>> Start
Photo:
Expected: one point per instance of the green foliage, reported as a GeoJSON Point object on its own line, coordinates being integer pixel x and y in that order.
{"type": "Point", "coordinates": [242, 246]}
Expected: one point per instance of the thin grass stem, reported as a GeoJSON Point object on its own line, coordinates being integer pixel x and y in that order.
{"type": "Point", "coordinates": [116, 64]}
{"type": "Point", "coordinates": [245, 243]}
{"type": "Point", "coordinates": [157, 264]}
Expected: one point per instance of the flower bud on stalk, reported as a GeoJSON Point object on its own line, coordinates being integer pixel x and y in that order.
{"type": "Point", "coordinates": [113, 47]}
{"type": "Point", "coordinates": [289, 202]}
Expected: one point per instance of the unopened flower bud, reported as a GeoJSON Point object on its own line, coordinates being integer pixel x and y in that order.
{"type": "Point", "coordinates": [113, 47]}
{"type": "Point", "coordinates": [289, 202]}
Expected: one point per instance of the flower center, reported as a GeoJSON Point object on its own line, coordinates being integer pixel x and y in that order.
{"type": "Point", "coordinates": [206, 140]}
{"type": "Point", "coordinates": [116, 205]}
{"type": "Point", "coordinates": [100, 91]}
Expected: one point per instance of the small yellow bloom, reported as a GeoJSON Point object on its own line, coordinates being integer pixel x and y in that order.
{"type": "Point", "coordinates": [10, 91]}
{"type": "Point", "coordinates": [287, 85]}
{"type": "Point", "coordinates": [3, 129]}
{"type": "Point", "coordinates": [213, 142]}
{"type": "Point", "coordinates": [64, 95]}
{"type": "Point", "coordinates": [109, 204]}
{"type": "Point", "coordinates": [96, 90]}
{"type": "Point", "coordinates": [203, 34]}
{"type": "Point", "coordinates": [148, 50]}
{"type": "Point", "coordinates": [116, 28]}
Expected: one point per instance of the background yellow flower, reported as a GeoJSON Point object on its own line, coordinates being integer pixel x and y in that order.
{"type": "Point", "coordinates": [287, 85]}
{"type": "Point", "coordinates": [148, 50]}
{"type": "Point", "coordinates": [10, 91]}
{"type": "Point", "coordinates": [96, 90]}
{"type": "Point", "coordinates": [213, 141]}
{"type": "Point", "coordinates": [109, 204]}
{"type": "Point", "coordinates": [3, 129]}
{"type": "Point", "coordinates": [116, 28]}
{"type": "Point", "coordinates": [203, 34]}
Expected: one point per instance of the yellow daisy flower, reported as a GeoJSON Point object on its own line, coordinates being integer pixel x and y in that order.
>> End
**What you will do:** Convert all of the entries above into a numbered list, leaving out any blank lines.

**Result:**
1. Photo:
2. Expected: one point per instance of the green foliage, reported as a GeoJSON Point object on its own line, coordinates being integer pixel x and y in that order.
3. {"type": "Point", "coordinates": [242, 246]}
4. Expected: one point per instance of the thin grass stem, reported as a GeoJSON Point object on its own line, coordinates being integer pixel x and y in that order.
5. {"type": "Point", "coordinates": [116, 64]}
6. {"type": "Point", "coordinates": [245, 243]}
7. {"type": "Point", "coordinates": [157, 264]}
8. Expected: one point per instance of the flower bud on stalk, reported as a GeoJSON Point object on its own line, coordinates being integer pixel x and y in that order.
9. {"type": "Point", "coordinates": [113, 47]}
10. {"type": "Point", "coordinates": [289, 202]}
11. Expected: one point per instance of the unopened flower bud, reported as a GeoJSON Point object on its own line, coordinates being integer pixel x and y in that order.
12. {"type": "Point", "coordinates": [113, 47]}
13. {"type": "Point", "coordinates": [289, 202]}
14. Expected: one point per instance of the flower center, reported as a GeoJSON Point object on its own line, coordinates being integer pixel x and y in that order.
15. {"type": "Point", "coordinates": [206, 140]}
16. {"type": "Point", "coordinates": [116, 205]}
17. {"type": "Point", "coordinates": [100, 91]}
18. Expected: one point per instance of the small yellow bloom, reported as a GeoJSON Point object on its own line, coordinates being integer pixel x and y in that order.
19. {"type": "Point", "coordinates": [10, 91]}
20. {"type": "Point", "coordinates": [287, 85]}
21. {"type": "Point", "coordinates": [3, 129]}
22. {"type": "Point", "coordinates": [213, 142]}
23. {"type": "Point", "coordinates": [64, 95]}
24. {"type": "Point", "coordinates": [109, 204]}
25. {"type": "Point", "coordinates": [96, 90]}
26. {"type": "Point", "coordinates": [203, 34]}
27. {"type": "Point", "coordinates": [148, 50]}
28. {"type": "Point", "coordinates": [116, 28]}
29. Expected: one point per instance of the background yellow flower, reported as a GeoJSON Point object on its own line, coordinates being integer pixel x and y in that order.
30. {"type": "Point", "coordinates": [287, 85]}
31. {"type": "Point", "coordinates": [148, 50]}
32. {"type": "Point", "coordinates": [10, 91]}
33. {"type": "Point", "coordinates": [96, 90]}
34. {"type": "Point", "coordinates": [213, 141]}
35. {"type": "Point", "coordinates": [109, 204]}
36. {"type": "Point", "coordinates": [3, 129]}
37. {"type": "Point", "coordinates": [116, 28]}
38. {"type": "Point", "coordinates": [203, 34]}
39. Expected: one point per instance of the yellow daisy flower, reported as a GeoJSON Point object on its own line, coordinates being integer pixel x and y in that order.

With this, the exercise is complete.